• [INPUT FOR THIS TASK]:
* Begin *

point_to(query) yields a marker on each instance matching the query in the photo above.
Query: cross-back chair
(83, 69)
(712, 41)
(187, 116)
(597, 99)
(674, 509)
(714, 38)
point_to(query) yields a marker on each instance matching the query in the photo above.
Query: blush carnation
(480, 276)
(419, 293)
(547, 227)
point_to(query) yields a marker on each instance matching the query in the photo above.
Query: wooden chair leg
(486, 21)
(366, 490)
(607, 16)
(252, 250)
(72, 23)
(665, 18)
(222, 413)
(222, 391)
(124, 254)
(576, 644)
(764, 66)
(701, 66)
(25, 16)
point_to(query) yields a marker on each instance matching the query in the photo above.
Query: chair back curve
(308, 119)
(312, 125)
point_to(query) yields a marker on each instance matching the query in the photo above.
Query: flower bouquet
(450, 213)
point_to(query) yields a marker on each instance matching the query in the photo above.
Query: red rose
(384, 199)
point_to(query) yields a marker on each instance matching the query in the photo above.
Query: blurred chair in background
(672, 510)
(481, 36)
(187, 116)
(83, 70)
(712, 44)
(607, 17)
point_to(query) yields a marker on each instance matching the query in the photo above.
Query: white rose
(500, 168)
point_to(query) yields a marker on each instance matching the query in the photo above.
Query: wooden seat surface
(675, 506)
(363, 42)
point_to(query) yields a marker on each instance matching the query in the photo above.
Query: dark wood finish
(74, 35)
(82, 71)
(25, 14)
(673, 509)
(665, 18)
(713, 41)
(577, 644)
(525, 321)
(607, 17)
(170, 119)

* End *
* Begin *

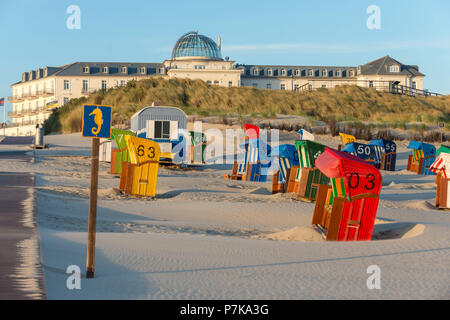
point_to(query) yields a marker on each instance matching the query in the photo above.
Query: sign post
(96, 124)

* End *

• [PROBLEM REQUIREMENTS]:
Find every line in the data above that contains the string "wooden", and copy each of those lines. Case counts.

• [CORRECT ANSWER]:
Query: wooden chair leg
Query: wooden seat surface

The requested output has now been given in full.